# Selected text
KNOWLEDGE The course aims at offering in-depth knowledge of the basic subjects, authors and schools of ancient philosophy (6th Century bC-529 aD), thus allowing students to deepen their knowledge of the history of a fundamental phase of Western philosophy and its most important concepts.
SKILLS At the end of the course, students will be able: to consider ancient philosophical texts within their proper historical-critical perspective; to approach them from viable hermeneutical points of view; and to judge critically and by themselves the subjects and the authors treated in classes. This will also enable them to compare some topics of ancient philosophy with contemporary subjects and authors. Students will also develop the capacity to communicate philosophical contents to specialists and non-specialists alike, and the capacity to continue their studies at a higher level.
Title and content of the course: "Appearance and truth in ancient philosophy".
In ancient thought, the link between appearance and truth implies a dialectic between an inner (mostly invisible) and an outer (or visible) dimension. Such distinction is attested in Greek culture since the Homeric poems and archaic lyric, is developed among the Pythagoreans and the Sophists becomes important with Socrates and the first-generation Socratics (including Plato and Xenophon), and is then tackled by Aristotle. We will examine the seminal moments of this development, delving into topics largely debated in ancient philosophy such as the dialectic between opinion and knowledge, the coincidence of virtue and beauty, and the link between ethos and pathos.
The course will provide a shared reading of texts dealing with the relationship between appearance and truth in ancient philosophy: students will be involved in discussing these texts and, where possible, developing a critical approach to them.
TEXTS TO BE READ FOR THE ORAL EXAM:
A) A. Stavru, Il potere dell’apparenza, Napoli, Loffredo 2011.

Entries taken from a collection
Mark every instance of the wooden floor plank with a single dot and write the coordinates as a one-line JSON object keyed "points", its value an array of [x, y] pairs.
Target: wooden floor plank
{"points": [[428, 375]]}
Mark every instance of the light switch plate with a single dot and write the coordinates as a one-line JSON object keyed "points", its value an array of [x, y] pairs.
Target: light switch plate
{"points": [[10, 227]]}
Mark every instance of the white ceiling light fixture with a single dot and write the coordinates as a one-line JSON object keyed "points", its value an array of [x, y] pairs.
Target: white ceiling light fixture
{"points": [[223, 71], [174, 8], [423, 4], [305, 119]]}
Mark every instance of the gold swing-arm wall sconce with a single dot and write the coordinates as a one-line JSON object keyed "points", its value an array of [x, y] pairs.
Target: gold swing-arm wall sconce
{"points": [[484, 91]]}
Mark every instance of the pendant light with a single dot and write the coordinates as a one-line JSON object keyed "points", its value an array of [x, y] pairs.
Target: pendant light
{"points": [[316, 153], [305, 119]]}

# Task objective
Go on with the ancient philosophy course description, picking up after its last line.

# Answer to the exercise
B) Course reserve with texts by Euripides, Gorgias, Plato, Xenophon, Aristotle, and secondary literature dealing with the topics and the authors discussed in class. The course reserve is available at the copy shop ateneo æmme edizioni, Lungadige Porta Vittoria, 37.
Non-attending students will bring the same texts as attending students, to which they will add one more text (to be agreed with the instructor).
|Alessandro Stavru||Il potere dell'apparenza||Loffredo||2011|
Teaching method: The course will be held in accordance with the provisions on COVID-19 issued by the University of Verona. The course includes lessons and seminars in which texts will be read and discussed. Attendance is therefore useful, but not mandatory. Given the unpredictability of the health emergency, lessons will be recorded via panopto/e-learning/zoom and uploaded on the Moodle platform. In case of specific provisions issued by the University of Verona, these lessons may eventually replace the teaching in presence.
Office hour: Throughout the academic year, the instructor is available either in his room, or via e-mail, or via Zoom/Skype.
Evaluation method: The student will be interviewed orally or via Zoom (depending on the developments of the health emergency). Students can choose a topic from which they can start their exam (such choice must be communicated to the teacher by e-mail at least one week before the date of the exam).